___ Extract to read

Wed 20 Mar 2013, 14:04 GMT

Global Vision Market Report



Oil rose to around $108 a barrel on Wednesday, recovering from a three-month low, on hopes the United States would continue with its stimulus programme and that the European Union would reach a last-minute deal to bail out Cyprus. Cypriot leaders were holding talks in Nicosia after parliament on Tuesday rejected the terms of a European Union bailout. The finance minister, in Moscow trying to secure a loan agreement, said he had not reached a deal on financing with his Russian counterpart. Brent crude for May rose 58 cents to $108.03 a barrel by 1022 GMT after a near 2 percent drop to a three-month low in the previous session. U.S. crude for April was up 52 cents to $92.68.

Oil futures started with a soft tendency Tuesday morning and tested their downward potential early on. As the technical constellation was rather neutral, selling pressure may have arisen from the fundamental situation. The fact that production at the Oseberg oil field had been resumed especially weighed on ICE prices. Adding to this bearish market sentiment was, of course, the Cyprus crisis, which also spread to U.S. markets in the afternoon. Market players were waiting for the Cypriot parliament to vote on the extra levy on bank deposits as a condition of the proposed bailout package. Since the vote had been adjourned several times, it loomed ahead in the late afternoon that Cyprus might not yield a majority in favour for the levy. As a result, selling pressure on the euro and at the stock market abated, which also caused losses at the oil market. When several supports were breached in the evening, the selling pressure on oil futures increased and thus, Brent (107.35 USD) and G.Oil (892.75 USD) marked their lowest level this year. G.Oil even hit was a 8-month low. The Brent/WTI spread for may contracts narrowed to almost 15 USD, the smallest since July last year.

______
___ Dataset entries

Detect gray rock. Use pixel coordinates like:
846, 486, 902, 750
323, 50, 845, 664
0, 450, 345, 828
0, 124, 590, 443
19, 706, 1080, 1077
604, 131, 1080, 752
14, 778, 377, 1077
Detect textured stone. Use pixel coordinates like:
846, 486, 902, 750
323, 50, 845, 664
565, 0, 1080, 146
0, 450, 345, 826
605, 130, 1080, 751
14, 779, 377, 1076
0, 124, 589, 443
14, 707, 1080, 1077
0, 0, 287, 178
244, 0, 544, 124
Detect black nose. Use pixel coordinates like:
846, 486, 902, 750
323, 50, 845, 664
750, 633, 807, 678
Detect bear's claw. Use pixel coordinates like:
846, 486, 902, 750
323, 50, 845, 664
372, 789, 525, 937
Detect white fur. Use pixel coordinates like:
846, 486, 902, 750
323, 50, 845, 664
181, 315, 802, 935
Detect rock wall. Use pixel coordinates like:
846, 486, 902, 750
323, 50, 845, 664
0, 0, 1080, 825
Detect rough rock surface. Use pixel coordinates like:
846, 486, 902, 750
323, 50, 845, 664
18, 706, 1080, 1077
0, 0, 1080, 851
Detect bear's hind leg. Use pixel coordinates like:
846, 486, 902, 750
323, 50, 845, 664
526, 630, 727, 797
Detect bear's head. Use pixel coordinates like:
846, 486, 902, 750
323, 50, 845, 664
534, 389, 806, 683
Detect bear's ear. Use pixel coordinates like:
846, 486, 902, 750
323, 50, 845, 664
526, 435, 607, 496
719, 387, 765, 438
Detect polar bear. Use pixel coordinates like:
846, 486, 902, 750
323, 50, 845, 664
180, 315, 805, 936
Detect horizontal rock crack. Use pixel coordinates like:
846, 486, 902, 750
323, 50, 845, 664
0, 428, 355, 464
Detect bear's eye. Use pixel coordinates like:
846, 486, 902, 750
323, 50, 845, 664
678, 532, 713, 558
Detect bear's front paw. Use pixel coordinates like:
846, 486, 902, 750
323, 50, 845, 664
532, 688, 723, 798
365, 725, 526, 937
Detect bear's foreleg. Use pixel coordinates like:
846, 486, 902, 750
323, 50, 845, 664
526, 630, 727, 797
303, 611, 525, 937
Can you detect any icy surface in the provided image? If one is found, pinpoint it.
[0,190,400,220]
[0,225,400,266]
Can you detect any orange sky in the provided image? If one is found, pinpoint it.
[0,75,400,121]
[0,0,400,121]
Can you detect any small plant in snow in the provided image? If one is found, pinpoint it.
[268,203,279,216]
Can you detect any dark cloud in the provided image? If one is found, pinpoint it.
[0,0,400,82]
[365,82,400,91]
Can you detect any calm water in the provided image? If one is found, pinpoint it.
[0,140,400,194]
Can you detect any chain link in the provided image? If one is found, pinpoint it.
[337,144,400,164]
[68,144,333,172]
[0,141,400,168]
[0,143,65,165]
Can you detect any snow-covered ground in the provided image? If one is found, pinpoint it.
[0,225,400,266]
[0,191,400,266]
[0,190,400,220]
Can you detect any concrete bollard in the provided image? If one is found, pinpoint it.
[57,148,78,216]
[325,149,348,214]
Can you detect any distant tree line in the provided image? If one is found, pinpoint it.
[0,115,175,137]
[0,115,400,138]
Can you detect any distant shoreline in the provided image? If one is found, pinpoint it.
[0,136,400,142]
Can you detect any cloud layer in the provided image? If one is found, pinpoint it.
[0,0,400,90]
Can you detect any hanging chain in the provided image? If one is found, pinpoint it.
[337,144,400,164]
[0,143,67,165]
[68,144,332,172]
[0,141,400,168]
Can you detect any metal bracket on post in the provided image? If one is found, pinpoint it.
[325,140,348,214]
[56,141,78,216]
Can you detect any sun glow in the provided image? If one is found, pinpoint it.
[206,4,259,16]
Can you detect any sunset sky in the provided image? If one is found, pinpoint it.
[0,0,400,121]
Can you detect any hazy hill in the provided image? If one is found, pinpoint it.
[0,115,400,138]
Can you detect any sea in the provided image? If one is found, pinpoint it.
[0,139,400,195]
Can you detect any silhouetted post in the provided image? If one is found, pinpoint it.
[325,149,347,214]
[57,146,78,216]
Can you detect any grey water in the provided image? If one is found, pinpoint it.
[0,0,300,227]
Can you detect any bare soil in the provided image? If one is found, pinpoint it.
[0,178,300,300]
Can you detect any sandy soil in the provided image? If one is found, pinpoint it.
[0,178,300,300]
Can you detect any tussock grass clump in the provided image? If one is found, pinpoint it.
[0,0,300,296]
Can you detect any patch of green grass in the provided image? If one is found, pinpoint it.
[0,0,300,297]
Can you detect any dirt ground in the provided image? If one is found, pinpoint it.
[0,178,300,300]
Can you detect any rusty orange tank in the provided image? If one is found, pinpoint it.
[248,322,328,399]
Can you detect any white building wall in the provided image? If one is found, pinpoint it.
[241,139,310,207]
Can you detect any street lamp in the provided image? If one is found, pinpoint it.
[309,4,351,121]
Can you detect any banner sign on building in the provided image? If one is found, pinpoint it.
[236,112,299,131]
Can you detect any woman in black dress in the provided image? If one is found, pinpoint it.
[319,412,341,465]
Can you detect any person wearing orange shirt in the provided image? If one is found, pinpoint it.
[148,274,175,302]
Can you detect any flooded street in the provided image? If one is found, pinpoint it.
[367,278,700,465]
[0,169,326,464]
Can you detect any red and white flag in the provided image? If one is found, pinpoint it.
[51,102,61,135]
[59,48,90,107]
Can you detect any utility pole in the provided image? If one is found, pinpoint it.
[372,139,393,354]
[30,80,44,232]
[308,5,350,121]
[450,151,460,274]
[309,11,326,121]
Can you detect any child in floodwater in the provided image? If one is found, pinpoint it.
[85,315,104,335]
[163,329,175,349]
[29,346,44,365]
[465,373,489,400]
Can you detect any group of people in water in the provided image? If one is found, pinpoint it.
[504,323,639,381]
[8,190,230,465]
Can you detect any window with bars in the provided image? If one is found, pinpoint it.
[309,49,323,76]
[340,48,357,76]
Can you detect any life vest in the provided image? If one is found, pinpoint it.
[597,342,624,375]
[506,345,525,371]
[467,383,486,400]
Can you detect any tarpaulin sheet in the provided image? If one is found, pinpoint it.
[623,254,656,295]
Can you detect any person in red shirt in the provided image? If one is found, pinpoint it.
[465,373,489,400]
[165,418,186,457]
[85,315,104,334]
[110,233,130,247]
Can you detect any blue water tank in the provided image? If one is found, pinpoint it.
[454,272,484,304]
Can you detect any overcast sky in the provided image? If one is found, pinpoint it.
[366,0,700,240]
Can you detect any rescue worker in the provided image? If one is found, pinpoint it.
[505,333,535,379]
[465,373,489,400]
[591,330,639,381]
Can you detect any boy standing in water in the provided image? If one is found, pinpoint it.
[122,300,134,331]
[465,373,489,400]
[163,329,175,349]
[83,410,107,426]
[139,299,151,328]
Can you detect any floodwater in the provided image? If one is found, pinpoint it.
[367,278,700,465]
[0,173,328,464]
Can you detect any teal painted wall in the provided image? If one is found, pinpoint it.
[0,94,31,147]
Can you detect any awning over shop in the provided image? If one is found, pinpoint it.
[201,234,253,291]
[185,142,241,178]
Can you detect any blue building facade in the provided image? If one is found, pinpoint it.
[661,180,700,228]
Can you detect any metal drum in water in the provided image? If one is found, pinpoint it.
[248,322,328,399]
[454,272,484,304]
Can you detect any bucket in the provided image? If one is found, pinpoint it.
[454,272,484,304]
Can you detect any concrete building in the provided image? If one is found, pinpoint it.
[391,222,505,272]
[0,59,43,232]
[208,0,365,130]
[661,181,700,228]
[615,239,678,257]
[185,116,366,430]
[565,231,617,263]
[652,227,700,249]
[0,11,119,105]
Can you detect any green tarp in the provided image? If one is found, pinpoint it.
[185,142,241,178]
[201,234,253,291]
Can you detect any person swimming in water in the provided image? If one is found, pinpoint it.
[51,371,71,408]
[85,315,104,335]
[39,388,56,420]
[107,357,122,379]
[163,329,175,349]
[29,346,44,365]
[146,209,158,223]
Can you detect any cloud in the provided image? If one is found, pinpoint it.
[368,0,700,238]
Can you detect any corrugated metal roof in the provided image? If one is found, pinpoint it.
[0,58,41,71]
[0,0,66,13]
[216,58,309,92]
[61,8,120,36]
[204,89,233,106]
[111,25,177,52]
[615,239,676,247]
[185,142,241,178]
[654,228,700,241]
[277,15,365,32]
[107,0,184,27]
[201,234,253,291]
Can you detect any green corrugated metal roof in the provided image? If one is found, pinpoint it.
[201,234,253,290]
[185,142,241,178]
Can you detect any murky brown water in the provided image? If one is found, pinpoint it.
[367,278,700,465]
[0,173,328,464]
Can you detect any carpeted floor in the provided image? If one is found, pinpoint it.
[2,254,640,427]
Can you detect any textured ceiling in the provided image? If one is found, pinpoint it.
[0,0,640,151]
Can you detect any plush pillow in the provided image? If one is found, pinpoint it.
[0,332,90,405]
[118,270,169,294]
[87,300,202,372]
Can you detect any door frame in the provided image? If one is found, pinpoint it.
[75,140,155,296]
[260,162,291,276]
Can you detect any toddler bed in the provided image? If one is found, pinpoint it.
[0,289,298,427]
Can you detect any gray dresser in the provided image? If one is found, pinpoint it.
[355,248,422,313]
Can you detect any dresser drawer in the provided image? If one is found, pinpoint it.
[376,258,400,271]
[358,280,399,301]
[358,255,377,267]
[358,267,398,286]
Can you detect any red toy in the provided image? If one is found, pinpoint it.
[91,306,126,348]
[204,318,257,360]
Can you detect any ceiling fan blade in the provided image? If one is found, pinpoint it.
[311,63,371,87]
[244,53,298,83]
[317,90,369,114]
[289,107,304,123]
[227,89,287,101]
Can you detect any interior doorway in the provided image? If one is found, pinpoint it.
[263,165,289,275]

______

__Do this__:
Name every calendar month that appears in the market report, each only once, in the order it first shows up. The lines come from a different source than the market report.

__Answer to the problem__:
March (written "Mar"), May, April, July